─── DATA EXTRACT
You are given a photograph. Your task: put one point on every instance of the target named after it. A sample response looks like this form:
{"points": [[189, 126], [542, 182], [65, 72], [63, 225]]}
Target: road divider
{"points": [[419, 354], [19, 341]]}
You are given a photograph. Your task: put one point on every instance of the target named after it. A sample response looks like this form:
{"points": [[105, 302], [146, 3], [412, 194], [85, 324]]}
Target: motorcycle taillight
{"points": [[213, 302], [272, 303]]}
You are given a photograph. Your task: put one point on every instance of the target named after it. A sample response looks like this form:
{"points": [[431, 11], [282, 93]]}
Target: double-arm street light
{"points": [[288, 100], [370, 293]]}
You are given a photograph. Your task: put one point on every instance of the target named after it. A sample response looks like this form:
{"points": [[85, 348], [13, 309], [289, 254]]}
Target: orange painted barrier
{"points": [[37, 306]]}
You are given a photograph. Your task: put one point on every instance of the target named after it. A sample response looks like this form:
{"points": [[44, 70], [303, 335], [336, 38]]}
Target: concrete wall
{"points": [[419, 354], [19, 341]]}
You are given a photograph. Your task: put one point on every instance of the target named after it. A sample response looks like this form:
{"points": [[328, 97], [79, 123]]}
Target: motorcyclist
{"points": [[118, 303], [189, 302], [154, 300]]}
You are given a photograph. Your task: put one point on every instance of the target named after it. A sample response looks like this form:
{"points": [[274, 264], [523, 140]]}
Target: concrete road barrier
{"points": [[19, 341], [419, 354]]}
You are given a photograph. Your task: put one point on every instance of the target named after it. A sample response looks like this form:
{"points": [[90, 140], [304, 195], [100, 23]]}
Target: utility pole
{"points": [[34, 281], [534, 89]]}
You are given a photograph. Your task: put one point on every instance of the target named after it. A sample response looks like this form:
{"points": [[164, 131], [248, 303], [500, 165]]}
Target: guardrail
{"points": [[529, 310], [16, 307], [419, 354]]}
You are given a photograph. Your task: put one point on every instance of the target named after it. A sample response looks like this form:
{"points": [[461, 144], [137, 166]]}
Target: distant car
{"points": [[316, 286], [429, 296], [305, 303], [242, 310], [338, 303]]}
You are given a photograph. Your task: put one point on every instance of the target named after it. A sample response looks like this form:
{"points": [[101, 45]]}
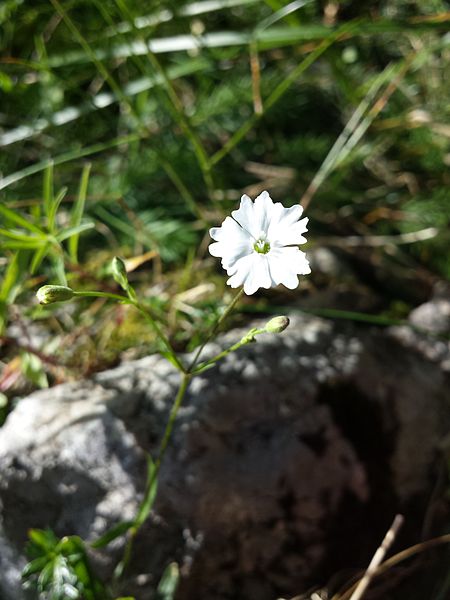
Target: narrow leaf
{"points": [[48, 189], [67, 233], [54, 209], [18, 219], [112, 534], [78, 211]]}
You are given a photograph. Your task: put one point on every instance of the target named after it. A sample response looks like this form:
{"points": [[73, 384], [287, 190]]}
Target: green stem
{"points": [[214, 330], [248, 339], [148, 316], [151, 481]]}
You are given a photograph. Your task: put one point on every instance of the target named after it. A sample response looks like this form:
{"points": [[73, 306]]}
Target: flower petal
{"points": [[245, 217], [285, 264], [255, 217], [289, 234], [232, 242], [252, 272]]}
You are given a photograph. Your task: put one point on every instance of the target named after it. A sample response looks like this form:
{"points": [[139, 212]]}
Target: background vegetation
{"points": [[130, 127]]}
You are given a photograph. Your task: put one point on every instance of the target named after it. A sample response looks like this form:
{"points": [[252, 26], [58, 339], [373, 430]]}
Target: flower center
{"points": [[261, 246]]}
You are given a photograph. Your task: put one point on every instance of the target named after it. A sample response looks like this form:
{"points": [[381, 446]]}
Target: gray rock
{"points": [[276, 454]]}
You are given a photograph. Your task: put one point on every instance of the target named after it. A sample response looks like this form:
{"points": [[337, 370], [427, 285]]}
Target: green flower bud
{"points": [[119, 272], [54, 293], [277, 325]]}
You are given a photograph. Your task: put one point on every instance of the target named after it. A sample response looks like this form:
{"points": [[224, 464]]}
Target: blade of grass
{"points": [[69, 156], [165, 15], [54, 209], [277, 94], [48, 189], [98, 102], [268, 39], [91, 53], [18, 219], [177, 107], [78, 211]]}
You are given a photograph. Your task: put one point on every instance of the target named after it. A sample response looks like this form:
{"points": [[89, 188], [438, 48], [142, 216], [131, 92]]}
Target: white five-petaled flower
{"points": [[258, 244]]}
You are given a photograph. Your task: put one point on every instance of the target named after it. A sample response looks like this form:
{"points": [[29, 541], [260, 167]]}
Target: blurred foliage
{"points": [[181, 106], [60, 569]]}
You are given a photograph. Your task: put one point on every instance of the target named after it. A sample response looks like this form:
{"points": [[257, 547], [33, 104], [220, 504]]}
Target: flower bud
{"points": [[277, 324], [119, 272], [48, 294]]}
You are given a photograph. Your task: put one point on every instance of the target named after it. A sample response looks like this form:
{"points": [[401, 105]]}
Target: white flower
{"points": [[258, 244]]}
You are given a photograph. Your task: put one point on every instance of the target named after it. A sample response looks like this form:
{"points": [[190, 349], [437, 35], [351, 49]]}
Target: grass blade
──────
## TASK REQUIREMENTS:
Repeat the material above in full and unchanged, minus its images.

## RESPONSE TO THIS EXERCISE:
You are given a photograph. Your task: put one point on every instance of the target named after it. A sample response looks like this form:
{"points": [[189, 126], [542, 182], [65, 72], [63, 225]]}
Target: road divider
{"points": [[419, 354], [19, 341]]}
You are given a photograph. Your task: put one point on every instance of the target named after it. A sample response looks like this form:
{"points": [[105, 302], [146, 3], [412, 194], [85, 324]]}
Target: motorcycle taillight
{"points": [[213, 302], [272, 303]]}
You are given a photograph. Your task: put one point on every instance of the target named after it. A sample response looks like this form:
{"points": [[431, 11], [282, 93]]}
Target: double-arm street light
{"points": [[288, 100], [370, 293]]}
You are given a photograph. Your task: put one point on every instance of the target named after it. A sample response looks like this form:
{"points": [[85, 348], [13, 309], [289, 254]]}
Target: orange painted barrier
{"points": [[37, 306]]}
You are given a photograph. Your task: put one point on every instance of the target named after it. A sample response looks like this form:
{"points": [[44, 70], [303, 335], [336, 38]]}
Target: concrete wall
{"points": [[419, 354], [19, 341]]}
You are given a photograph. Your task: put one point on every instance of the target named after it. A sample response looks like this form:
{"points": [[328, 97], [79, 123]]}
Target: motorcyclist
{"points": [[118, 303], [189, 302], [154, 300]]}
You are given a photograph. Your task: put one point on every instance of the target named after it. A sample response looks like this form:
{"points": [[274, 264], [523, 140]]}
Target: concrete road barrier
{"points": [[19, 341], [419, 354]]}
You are given a photograph. Your task: put one point on every instance of the target named after it. A sample response looks like this form:
{"points": [[90, 140], [304, 195], [100, 23]]}
Target: utility pole
{"points": [[34, 281], [534, 89]]}
You are given a photograph. Your task: put one point on every instance of the target named after it. A sample response looks like this form:
{"points": [[164, 131], [248, 303], [500, 165]]}
Target: guardrail
{"points": [[529, 310], [16, 307], [419, 354]]}
You are given a photograph. Your task: put one point on every instance of the target named after it. A sample response looks like this form:
{"points": [[461, 144], [137, 166]]}
Target: distant car
{"points": [[316, 286], [429, 296], [305, 303], [242, 310], [338, 303]]}
You are given a photograph. Your task: put one point on every instance of the target named after it. A sample response looks like this form:
{"points": [[101, 45]]}
Target: narrow leaf
{"points": [[48, 189], [67, 233], [54, 209], [18, 219], [112, 534], [78, 211]]}
You are given a photograph. Your task: put one point on every instance of the target named after it. A sample response looks like this form:
{"points": [[73, 384], [287, 190]]}
Target: green stem
{"points": [[214, 330], [248, 339], [148, 316], [151, 481]]}
You are given a photograph. Your task: put one point on every instance of the target named after it. A sample response looks like this form:
{"points": [[73, 306]]}
Target: flower petal
{"points": [[245, 217], [285, 264], [255, 217], [289, 234], [232, 242], [252, 272]]}
You are given a photograph. Your task: put one point on every instance of the target named after it. A sample response looks like this form:
{"points": [[139, 212]]}
Target: background vegetation
{"points": [[130, 127]]}
You are given a photograph. Your task: put one point on every instance of the target named after it. A sample response looks like this form:
{"points": [[252, 26], [58, 339], [373, 430]]}
Target: flower center
{"points": [[261, 246]]}
You are given a photograph. Your task: put one point on every instance of the target named after it. A sample response looks like this form:
{"points": [[381, 446]]}
Target: gray rock
{"points": [[276, 454]]}
You are given a photograph. Your task: put one point on every instance of the target named after it. A sample response looks like this form:
{"points": [[337, 370], [427, 285]]}
Target: green flower bud
{"points": [[119, 272], [54, 293], [277, 325]]}
You are given a photograph. Your task: put one point on every instance of the target named after it. A sample response looks like this form:
{"points": [[224, 464]]}
Target: blade of grass
{"points": [[69, 156], [165, 15], [54, 209], [277, 94], [48, 189], [98, 102], [268, 39], [91, 53], [18, 219], [177, 107], [78, 211]]}
You are given a photograph. Your task: put one point on every instance of the target named after it. A sample response looks like this form:
{"points": [[89, 188], [438, 48], [142, 216], [131, 92]]}
Target: white five-petaled flower
{"points": [[258, 244]]}
You are given a photograph. Your task: put one point on every instance of the target named after it. A sample response looks like this form:
{"points": [[29, 541], [260, 167]]}
Target: blurred foliage
{"points": [[181, 106], [60, 569]]}
You are given a photograph. Your task: put one point on every instance of the target named after it. A sample response looks like this form:
{"points": [[257, 547], [33, 104], [220, 504]]}
Target: flower bud
{"points": [[277, 324], [119, 272], [48, 294]]}
You are given a photograph. Your task: put one point on every instance of the target named after it. A sample response looks like this form:
{"points": [[401, 105]]}
Target: white flower
{"points": [[258, 244]]}
You are given a photograph. Your task: put one point on every instance of the target named after it. A sample response looks like this form:
{"points": [[190, 349], [437, 35], [351, 49]]}
Target: grass blade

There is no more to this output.